● Short problem: Output the data unchanged from the line with "--target wrist --all-instances" up to and including the last line of the data.

╔══

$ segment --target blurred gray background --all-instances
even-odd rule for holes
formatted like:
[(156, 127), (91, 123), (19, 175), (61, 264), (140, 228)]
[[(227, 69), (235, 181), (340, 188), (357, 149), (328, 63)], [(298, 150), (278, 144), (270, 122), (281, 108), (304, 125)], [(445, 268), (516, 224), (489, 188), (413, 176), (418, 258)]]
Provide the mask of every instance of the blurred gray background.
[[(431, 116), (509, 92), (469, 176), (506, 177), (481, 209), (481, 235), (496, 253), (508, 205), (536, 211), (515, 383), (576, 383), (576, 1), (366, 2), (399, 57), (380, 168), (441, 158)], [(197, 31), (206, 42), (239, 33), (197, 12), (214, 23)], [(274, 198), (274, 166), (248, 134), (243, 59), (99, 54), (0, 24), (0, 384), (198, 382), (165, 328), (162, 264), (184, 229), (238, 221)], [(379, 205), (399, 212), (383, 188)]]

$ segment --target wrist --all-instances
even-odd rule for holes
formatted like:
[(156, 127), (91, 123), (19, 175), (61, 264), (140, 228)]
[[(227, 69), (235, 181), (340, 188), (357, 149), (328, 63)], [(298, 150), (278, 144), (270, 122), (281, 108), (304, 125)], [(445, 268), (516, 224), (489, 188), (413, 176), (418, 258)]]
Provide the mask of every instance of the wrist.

╚══

● Solution to the exercise:
$ segment --target wrist --all-instances
even-odd rule for holes
formatted like:
[(156, 127), (91, 123), (19, 175), (61, 264), (140, 228)]
[[(227, 69), (235, 181), (340, 188), (357, 149), (328, 63)], [(298, 150), (278, 144), (270, 122), (281, 108), (304, 125)], [(445, 268), (516, 224), (489, 188), (413, 176), (418, 258)]]
Provide the mask of every instance of the wrist.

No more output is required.